The problem =
Your answer must be every record below, written out exactly as it appears.

Task input =
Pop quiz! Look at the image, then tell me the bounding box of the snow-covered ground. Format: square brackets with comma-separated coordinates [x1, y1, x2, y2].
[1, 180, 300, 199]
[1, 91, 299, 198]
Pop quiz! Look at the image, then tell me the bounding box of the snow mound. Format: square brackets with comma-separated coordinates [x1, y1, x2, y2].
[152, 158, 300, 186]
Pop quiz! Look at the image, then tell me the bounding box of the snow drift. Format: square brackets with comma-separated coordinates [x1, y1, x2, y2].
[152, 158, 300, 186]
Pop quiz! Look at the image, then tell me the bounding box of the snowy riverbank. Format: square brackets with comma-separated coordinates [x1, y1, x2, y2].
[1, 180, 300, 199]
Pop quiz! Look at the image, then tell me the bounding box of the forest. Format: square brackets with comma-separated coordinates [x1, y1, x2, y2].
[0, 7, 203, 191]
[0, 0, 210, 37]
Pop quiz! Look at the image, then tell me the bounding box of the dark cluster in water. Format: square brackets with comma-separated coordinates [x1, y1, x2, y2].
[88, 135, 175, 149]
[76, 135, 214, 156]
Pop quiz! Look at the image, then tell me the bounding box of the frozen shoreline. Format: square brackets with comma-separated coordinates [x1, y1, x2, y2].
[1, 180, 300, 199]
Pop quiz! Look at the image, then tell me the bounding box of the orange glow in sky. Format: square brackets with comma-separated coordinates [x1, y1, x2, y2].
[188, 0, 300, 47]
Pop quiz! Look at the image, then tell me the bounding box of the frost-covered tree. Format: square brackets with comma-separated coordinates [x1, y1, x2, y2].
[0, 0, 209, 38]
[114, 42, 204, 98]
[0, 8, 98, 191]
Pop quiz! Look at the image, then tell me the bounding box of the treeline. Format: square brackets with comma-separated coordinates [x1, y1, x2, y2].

Answer to the problem =
Pop quiz! Look at the image, then tell me the bounding box of the snow-covered ground. Format: square brackets with comma-separated coordinates [x1, y1, x2, y2].
[1, 180, 300, 199]
[1, 91, 299, 198]
Pop quiz! Look at the image, then tell me the bounding box of the snow mound. Format: square brackets with comma-separated coordinates [x1, y1, x2, y2].
[152, 158, 300, 186]
Pop quiz! Look at the image, then tell me the bounding box of the snow drift. Format: square brackets with comma-separated coordinates [x1, y1, x2, y2].
[152, 158, 300, 186]
Pop quiz! Look at the image, then tell me the bounding box of the snowy riverbank. Format: square brackets with comma-separated coordinates [x1, y1, x2, y2].
[1, 180, 300, 199]
Pop quiz! Look at the image, then tell me the bounding box of the forest. Format: square brackets with comma-separated coordinates [x1, y1, x2, y2].
[0, 7, 203, 191]
[0, 0, 210, 37]
Pop quiz! Look at the image, then tell me the bounding box of the dark cluster in water. Format: square brackets with comma-separated coordinates [x1, y1, x2, y2].
[88, 135, 175, 149]
[76, 135, 214, 156]
Pop quiz! Look at the image, then tell me the bounding box of the frozen shoreline. Format: square brackets with comma-separated coordinates [x1, y1, x2, y2].
[1, 180, 300, 199]
Pop quiz! Look at the image, then tell me the bounding box of the orange glow in sky. Format: square brackets with comma-separated coordinates [x1, y1, x2, y2].
[188, 0, 300, 47]
Pop quiz! Look at the image, then tell me the bounding box of the frost-covered tree. Format: square brackets with comma-separated coordinates [x1, y1, x2, y2].
[0, 0, 209, 38]
[114, 42, 204, 98]
[0, 8, 98, 191]
Pop quiz! Look at the image, then tell me the bounding box of the treeline. Format: square brackets with comma-separated coordinates [x1, y1, x2, y2].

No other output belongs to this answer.